DATA TO USE
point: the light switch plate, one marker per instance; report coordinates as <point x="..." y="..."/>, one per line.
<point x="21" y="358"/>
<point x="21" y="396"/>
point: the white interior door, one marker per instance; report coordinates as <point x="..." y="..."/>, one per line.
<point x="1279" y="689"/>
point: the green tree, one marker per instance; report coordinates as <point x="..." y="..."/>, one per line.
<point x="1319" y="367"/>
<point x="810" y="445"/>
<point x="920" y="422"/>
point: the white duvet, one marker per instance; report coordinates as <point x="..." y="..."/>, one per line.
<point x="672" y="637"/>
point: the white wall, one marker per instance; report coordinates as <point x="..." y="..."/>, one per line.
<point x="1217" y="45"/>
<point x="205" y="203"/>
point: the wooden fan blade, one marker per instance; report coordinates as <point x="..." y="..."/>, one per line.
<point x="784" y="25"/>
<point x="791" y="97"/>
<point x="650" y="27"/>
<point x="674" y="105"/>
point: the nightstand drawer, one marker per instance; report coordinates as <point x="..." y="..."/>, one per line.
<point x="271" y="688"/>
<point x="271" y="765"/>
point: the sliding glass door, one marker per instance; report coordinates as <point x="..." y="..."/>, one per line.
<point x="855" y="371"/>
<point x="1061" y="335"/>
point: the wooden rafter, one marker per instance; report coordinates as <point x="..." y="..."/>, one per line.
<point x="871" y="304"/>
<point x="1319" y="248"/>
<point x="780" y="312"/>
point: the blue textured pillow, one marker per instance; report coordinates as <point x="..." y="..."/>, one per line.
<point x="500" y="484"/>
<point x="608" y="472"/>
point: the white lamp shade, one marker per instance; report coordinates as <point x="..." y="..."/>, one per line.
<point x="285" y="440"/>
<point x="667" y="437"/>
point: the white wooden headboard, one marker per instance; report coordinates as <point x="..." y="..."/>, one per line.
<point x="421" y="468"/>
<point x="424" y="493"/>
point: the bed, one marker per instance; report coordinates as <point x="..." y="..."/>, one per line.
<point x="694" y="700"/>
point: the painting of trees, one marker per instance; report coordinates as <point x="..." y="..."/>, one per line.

WHAT IS BEING ASKED
Rewrite all of the material above, changing every "wooden" to "timber" and leaving everything else as it is.

REPLY TO THE TASK
point: the light switch plate, one marker per instance; report coordinates as <point x="..." y="..."/>, one per line.
<point x="21" y="358"/>
<point x="21" y="396"/>
point: the white interior door, one marker per instance; report coordinates as <point x="..." y="..."/>, one per line.
<point x="1279" y="689"/>
point: the green tree, one marker per instance; report coordinates as <point x="..." y="..."/>, one per line.
<point x="1319" y="367"/>
<point x="810" y="445"/>
<point x="920" y="422"/>
point: the white duvet, one marker per instance; report coordinates as <point x="..." y="..."/>, one per line.
<point x="672" y="637"/>
point: the white wall, one marker per instance; report coordinates as <point x="..." y="..."/>, one per line.
<point x="1217" y="45"/>
<point x="205" y="203"/>
point: the timber fan blade, one marker per instance; report coordinates as <point x="..." y="..."/>, one per line.
<point x="784" y="25"/>
<point x="791" y="97"/>
<point x="650" y="27"/>
<point x="674" y="105"/>
point: the nightstand drawer, one marker per instance; report coordinates as <point x="..." y="..."/>, one per line.
<point x="271" y="688"/>
<point x="271" y="765"/>
point: the sliding glass door, one marker per instance; report coordinates as <point x="..." y="..."/>, one per line.
<point x="855" y="371"/>
<point x="1061" y="335"/>
point: the timber rafter, one marker per instance; report coordinates as <point x="..." y="..."/>, one per line.
<point x="871" y="304"/>
<point x="1319" y="248"/>
<point x="780" y="312"/>
point: the blue textured pillow, one marker per instance; report coordinates as <point x="..." y="..."/>, one per line.
<point x="500" y="484"/>
<point x="608" y="472"/>
point: the white lamp shade, one marker per instance; report coordinates as <point x="..." y="..."/>, one per line.
<point x="285" y="440"/>
<point x="667" y="437"/>
point: the white timber headboard, one marker per instance; report coordinates as <point x="..." y="..."/>, one per line.
<point x="421" y="468"/>
<point x="424" y="493"/>
point: the bed, one marker per instance; report coordinates as <point x="..." y="..."/>, one per line.
<point x="694" y="700"/>
point: the painting of trees, one marker per instance; report coordinates as <point x="..." y="..."/>, one per line.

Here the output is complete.